* start Data rows *
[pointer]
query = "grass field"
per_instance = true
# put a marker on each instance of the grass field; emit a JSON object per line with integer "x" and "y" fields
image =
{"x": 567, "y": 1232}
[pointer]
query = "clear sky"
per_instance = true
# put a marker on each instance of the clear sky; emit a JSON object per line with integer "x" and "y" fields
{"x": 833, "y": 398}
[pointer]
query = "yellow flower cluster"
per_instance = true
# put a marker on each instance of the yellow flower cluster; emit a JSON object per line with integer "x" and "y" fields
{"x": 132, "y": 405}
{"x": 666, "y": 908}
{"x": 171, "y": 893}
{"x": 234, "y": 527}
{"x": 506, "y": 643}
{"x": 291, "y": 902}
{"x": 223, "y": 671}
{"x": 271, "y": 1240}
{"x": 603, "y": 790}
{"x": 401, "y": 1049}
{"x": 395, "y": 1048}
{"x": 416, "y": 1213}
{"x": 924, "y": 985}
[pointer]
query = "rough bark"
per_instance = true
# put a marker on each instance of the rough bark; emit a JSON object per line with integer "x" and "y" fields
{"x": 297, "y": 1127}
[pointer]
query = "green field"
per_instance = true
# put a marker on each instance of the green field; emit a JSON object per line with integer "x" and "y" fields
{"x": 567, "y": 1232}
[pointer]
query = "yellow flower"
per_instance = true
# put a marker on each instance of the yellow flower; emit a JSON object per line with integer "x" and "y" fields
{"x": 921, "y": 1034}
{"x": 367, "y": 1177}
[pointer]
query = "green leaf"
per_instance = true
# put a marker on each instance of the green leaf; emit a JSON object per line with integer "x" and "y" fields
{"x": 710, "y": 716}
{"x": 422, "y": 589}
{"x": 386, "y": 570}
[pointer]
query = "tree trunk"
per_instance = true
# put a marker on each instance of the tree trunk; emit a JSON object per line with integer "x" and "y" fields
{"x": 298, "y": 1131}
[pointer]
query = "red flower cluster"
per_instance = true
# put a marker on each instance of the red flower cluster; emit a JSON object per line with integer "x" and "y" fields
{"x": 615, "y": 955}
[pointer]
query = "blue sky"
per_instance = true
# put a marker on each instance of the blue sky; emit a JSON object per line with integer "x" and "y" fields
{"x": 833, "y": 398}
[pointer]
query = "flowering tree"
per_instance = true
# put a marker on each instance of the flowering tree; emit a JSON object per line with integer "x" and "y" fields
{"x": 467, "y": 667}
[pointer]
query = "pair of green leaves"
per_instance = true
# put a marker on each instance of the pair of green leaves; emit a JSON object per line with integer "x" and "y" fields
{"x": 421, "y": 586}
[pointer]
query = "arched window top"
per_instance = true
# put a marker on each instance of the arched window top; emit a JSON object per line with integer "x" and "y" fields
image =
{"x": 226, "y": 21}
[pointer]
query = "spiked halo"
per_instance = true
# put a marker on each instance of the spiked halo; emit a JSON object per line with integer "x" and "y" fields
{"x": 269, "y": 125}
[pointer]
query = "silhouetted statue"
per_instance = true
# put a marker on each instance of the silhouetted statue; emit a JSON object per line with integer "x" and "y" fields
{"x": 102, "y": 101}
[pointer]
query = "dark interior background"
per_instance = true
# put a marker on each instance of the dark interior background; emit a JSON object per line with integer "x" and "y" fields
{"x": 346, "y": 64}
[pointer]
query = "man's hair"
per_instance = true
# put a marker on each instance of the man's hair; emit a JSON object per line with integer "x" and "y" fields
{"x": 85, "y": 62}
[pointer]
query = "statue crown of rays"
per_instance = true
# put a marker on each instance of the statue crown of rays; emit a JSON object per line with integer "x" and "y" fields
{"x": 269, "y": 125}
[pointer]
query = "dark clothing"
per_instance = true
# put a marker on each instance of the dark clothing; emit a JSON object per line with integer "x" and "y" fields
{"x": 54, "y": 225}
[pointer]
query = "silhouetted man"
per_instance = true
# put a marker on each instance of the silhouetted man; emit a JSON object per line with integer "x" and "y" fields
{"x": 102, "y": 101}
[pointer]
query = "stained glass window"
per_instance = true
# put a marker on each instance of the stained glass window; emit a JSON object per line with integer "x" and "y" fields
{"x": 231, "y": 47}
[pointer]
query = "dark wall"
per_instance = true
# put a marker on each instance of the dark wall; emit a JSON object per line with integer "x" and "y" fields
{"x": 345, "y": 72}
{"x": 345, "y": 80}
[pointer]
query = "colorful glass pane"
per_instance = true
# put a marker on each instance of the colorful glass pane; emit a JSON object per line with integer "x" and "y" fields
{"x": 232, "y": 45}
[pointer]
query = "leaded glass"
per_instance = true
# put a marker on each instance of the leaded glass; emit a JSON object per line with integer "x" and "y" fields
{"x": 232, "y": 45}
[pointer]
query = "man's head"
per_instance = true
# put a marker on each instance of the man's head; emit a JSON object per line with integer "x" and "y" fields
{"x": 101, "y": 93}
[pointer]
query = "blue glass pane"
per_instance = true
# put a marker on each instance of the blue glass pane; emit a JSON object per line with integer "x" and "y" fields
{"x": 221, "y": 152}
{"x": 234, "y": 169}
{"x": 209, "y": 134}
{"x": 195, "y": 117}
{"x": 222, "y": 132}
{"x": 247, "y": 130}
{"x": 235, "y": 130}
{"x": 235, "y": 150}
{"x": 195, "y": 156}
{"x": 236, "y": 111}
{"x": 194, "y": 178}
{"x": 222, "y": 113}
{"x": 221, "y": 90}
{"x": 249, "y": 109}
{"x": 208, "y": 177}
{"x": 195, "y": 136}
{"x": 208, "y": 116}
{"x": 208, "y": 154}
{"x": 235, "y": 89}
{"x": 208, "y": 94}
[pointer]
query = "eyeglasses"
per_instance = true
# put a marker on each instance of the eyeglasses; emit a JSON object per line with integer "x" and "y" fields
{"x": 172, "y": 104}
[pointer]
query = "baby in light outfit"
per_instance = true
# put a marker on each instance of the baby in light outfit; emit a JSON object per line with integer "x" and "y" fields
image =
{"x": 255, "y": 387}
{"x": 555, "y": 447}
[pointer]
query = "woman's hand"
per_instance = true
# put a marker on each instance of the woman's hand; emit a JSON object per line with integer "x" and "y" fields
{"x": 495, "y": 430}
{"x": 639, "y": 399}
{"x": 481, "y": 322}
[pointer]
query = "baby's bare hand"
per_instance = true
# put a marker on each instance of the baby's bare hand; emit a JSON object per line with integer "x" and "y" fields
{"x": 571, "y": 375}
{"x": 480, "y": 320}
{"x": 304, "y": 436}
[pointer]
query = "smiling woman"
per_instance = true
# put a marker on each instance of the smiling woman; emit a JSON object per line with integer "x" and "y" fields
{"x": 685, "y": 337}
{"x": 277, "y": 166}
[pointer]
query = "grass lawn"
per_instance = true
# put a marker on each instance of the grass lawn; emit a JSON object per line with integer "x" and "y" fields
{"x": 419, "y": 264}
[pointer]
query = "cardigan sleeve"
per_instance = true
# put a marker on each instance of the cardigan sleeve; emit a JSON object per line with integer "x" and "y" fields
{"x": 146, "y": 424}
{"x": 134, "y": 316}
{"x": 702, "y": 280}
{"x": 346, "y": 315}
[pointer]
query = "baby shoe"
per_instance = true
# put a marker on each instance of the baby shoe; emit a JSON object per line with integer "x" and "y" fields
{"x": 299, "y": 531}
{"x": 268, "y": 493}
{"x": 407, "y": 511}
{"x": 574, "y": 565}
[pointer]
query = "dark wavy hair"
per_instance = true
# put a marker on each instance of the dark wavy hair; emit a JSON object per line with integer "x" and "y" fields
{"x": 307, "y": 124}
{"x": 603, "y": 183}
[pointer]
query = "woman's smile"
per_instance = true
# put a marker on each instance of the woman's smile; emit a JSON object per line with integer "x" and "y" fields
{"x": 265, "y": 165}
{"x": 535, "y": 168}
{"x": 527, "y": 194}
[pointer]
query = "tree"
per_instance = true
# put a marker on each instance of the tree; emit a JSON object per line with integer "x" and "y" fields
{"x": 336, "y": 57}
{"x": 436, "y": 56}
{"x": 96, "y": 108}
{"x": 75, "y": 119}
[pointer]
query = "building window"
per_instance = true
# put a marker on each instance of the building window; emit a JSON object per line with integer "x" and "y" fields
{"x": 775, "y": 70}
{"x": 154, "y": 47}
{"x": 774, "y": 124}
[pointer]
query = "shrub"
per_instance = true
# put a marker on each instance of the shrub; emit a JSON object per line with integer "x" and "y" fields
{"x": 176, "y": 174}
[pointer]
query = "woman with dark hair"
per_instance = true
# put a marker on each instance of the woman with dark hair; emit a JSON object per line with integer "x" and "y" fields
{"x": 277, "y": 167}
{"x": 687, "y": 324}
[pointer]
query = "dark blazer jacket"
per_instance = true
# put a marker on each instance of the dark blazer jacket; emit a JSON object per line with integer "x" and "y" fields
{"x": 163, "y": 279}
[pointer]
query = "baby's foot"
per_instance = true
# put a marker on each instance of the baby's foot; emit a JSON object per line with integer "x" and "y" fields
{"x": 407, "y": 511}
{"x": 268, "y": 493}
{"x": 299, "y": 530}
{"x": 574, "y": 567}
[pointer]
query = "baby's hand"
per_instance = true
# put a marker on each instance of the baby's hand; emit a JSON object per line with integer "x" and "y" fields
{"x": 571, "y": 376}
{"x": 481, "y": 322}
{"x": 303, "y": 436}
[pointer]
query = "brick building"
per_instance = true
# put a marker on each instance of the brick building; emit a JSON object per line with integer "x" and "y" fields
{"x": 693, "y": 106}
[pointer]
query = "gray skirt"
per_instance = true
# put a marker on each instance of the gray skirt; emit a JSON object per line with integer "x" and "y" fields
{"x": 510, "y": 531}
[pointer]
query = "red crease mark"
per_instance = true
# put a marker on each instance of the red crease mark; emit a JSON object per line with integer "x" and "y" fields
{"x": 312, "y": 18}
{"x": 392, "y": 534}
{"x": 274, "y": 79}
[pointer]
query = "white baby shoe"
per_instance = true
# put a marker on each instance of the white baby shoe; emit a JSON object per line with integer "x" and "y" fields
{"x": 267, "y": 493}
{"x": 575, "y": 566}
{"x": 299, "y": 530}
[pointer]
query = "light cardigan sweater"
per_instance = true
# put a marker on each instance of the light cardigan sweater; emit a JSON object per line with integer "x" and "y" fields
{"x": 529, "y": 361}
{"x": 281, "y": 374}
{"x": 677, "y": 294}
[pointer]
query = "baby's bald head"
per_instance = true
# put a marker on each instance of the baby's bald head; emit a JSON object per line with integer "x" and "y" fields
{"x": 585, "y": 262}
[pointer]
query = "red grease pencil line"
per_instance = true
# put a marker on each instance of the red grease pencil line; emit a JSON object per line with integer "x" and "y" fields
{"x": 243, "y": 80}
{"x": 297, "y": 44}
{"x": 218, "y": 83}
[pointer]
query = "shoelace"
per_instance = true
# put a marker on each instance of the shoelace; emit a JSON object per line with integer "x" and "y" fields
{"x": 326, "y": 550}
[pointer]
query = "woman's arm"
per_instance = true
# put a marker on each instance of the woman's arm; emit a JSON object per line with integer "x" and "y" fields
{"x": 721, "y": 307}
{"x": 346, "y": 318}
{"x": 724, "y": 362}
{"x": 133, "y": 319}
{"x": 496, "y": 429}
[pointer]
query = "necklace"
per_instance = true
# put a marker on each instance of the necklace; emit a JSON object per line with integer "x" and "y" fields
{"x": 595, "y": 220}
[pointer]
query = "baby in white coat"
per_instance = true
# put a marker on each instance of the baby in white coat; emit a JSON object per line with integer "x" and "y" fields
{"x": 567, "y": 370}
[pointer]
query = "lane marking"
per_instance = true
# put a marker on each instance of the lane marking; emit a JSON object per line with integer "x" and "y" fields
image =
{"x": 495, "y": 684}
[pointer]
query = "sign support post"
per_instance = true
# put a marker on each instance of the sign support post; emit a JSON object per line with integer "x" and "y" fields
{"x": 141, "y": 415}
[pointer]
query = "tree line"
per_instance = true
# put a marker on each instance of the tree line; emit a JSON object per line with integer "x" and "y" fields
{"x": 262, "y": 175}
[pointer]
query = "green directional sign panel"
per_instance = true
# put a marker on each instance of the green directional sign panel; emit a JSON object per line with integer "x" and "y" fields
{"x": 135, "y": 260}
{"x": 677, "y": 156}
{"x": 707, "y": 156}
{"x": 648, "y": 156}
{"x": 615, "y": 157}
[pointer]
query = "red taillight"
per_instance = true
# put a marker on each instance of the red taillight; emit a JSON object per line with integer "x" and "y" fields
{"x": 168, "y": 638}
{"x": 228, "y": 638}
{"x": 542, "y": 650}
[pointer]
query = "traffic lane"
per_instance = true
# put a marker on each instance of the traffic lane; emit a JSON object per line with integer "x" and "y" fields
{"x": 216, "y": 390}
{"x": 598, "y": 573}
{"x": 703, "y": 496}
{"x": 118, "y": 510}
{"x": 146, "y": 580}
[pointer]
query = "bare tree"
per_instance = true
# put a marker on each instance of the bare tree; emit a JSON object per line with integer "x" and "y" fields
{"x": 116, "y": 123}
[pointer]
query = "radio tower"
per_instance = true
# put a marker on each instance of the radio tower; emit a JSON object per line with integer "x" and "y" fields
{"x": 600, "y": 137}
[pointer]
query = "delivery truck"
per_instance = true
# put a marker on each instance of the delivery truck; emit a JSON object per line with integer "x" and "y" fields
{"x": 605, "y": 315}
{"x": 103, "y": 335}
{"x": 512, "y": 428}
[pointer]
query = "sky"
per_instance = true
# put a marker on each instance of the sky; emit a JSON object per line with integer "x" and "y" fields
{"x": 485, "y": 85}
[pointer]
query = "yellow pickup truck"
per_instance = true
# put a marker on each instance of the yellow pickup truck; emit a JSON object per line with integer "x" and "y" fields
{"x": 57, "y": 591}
* end Data rows *
The task
Count the lines above that contain the string "post". Reply with the number alone.

Correct output
2